Word for word, restate the lines from the one holding "and find blue" through the end of the data below, including both endpoints and nothing more.

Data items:
BEGIN

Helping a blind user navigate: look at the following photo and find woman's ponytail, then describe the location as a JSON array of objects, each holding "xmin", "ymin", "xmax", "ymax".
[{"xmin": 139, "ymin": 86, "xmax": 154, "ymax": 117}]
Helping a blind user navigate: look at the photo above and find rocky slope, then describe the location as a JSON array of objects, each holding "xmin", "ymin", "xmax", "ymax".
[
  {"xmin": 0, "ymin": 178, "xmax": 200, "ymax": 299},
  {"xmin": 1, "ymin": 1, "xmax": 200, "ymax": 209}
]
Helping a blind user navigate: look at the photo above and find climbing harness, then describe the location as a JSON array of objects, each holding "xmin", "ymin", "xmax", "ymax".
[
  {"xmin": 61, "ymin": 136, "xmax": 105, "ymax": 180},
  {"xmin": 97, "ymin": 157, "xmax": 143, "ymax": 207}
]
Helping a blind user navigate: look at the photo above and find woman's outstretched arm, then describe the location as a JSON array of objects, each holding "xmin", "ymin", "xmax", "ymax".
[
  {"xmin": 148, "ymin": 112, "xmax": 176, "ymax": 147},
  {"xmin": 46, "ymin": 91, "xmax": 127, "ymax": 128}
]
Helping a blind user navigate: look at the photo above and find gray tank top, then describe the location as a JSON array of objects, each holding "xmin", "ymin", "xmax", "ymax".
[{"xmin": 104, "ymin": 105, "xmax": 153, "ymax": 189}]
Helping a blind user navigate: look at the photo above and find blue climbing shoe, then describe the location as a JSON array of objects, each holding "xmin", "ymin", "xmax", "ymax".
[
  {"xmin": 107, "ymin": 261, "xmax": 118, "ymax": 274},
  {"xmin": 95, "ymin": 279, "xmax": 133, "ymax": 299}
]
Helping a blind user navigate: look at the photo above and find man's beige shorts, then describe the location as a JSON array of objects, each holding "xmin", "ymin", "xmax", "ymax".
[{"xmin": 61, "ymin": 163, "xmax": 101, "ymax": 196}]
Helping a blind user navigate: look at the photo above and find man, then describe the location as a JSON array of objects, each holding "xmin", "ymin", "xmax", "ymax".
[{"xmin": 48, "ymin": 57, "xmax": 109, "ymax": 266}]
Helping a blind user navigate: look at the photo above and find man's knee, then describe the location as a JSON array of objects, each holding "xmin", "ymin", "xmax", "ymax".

END

Reply:
Helping a blind user navigate: look at the photo above and find blue climbing shoe, then describe the location as a JSON array of objects, each holding "xmin", "ymin", "xmax", "ymax".
[
  {"xmin": 107, "ymin": 261, "xmax": 118, "ymax": 274},
  {"xmin": 95, "ymin": 279, "xmax": 133, "ymax": 299}
]
Helping a blind user navigate: look at the photo above and find man's beige shorts, then describe the location as a JSON array of objects, each holding "xmin", "ymin", "xmax", "ymax".
[{"xmin": 61, "ymin": 163, "xmax": 101, "ymax": 196}]
Helping a blind user navigate: look at the photo above and find man, then describe the location as a JSON array of objects, each holding "xmin", "ymin", "xmax", "ymax".
[{"xmin": 48, "ymin": 57, "xmax": 109, "ymax": 266}]
Helping a blind user navigate: look at the photo above and find man's knee, then describe the location as a JSON array of objects, each holding "xmin", "ymin", "xmax", "ymax".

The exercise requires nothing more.